Yes, they are "just" programs, but programs that encode learning processes and produce structures that know how to do something without a human ever encoding the knowledge itself. The result of learning, however, is quite unpredictable. Even if the process is deterministic (it isn't always, noise is sometimes added to make it more likely to explore a wider solution space), it has as high a complexity that it's impossible to predict its end result short of actually executing it.
It's AI in the sense that if as a human you try to analyze the end result, the trained learning structure, you will have no way (yet!) of actually grasping how the hell is the knowledge actually encoded in it, it's just an emergent property of myriad of weights between nodes in a large data matrix. It'd be as futile as trying to observe a high-resolution picture by looking at individual pixels, or understand a person's thoughts from looking at the exciting/inhibiting behavior at the junction of neurons in their brain.

# [Extracted entries]
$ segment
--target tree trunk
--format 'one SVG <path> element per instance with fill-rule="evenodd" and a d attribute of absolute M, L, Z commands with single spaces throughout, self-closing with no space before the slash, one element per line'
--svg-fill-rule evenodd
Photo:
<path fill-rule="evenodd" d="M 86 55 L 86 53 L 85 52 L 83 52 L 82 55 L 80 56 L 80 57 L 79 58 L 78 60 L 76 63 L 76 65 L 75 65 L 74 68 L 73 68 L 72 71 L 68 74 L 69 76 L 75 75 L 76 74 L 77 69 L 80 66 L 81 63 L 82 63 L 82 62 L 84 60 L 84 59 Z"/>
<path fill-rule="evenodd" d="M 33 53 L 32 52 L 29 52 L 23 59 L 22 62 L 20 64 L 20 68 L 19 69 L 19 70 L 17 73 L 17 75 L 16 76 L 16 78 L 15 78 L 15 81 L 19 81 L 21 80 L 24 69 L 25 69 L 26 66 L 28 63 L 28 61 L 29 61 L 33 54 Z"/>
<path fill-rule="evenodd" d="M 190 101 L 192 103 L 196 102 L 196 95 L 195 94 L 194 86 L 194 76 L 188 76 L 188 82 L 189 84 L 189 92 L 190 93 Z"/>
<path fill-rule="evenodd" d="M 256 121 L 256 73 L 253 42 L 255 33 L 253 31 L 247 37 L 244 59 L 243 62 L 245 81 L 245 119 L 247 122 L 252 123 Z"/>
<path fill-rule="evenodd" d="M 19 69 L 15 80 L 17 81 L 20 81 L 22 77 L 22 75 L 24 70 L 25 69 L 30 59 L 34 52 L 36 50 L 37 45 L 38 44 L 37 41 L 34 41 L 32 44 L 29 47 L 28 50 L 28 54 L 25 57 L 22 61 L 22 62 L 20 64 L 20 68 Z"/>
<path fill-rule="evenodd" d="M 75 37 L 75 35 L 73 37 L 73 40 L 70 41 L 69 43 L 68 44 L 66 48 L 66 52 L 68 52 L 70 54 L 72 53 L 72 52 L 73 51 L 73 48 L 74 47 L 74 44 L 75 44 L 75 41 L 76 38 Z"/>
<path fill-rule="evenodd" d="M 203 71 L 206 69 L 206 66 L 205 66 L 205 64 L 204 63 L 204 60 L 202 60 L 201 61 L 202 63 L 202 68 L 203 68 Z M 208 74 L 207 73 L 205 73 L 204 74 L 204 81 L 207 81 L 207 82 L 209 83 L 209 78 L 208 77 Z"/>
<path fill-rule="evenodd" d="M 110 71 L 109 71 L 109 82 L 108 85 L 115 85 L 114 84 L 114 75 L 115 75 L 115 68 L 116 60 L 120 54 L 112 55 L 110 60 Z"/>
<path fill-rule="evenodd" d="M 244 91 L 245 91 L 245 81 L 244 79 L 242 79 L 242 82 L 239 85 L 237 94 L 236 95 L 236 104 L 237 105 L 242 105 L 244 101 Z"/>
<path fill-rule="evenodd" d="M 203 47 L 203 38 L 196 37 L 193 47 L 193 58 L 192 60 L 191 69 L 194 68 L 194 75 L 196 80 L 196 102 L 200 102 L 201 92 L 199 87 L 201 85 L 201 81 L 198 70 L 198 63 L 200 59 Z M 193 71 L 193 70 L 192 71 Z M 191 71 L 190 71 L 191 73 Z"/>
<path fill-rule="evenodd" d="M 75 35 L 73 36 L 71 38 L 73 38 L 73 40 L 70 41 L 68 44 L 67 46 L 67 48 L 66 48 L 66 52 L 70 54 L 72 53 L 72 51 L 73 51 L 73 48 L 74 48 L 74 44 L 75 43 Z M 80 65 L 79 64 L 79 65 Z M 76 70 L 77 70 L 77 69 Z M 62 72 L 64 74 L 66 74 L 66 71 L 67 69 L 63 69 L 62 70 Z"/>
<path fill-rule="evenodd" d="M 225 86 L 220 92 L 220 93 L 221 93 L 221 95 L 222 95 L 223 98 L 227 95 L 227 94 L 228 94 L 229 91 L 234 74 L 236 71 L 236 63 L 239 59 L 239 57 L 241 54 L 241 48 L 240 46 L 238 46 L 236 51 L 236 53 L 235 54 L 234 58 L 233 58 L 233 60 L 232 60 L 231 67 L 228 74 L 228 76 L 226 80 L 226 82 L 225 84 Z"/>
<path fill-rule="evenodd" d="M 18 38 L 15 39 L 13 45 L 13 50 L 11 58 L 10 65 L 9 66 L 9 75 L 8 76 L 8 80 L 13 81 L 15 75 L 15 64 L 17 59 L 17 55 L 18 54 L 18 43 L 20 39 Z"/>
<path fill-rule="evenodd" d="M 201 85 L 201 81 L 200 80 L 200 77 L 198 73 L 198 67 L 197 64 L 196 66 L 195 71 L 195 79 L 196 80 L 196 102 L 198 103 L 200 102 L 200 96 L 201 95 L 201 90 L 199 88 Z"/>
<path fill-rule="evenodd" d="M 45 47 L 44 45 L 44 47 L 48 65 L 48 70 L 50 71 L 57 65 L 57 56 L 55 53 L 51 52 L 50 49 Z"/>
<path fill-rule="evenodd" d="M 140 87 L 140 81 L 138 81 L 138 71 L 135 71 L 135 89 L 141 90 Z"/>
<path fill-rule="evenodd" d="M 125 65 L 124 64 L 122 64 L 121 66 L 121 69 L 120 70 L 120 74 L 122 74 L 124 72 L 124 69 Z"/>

# [Questions to answer]
**A)** In the passage on machine learning, why is noise sometimes added to the learning process?
**B)** List every task that the passage on machine learning calls impossible or futile, or says a human has no way of doing.
**C)** Write the next part of the passage on machine learning, picking up after its last sentence.

# [Responses to the tasks]
**A)** To make it more likely to explore a wider solution space.

**B)**
- Predicting the end result of learning short of actually executing it
- Grasping how the knowledge is actually encoded in the trained learning structure
- Observing a high-resolution picture by looking at individual pixels
- Understanding a person's thoughts from the exciting/inhibiting behavior at the junction of neurons in their brain

**C)**
So, it's not really the programs that are the essential component of the AI here. They're well understood (analogous to how we have an understanding of the biology of the human brain). It's the emergent knowledge encoding that these programs create as they run and learn that's the essential component.
I can imagine over time it'll also be a rich research area to come up with analysis methods to figure out what's going on in these knowledge representations (like psychoanalysis, but for AI). I sure hope we better figure that out before we let such systems near cars, airplanes, power plants, or stock markets.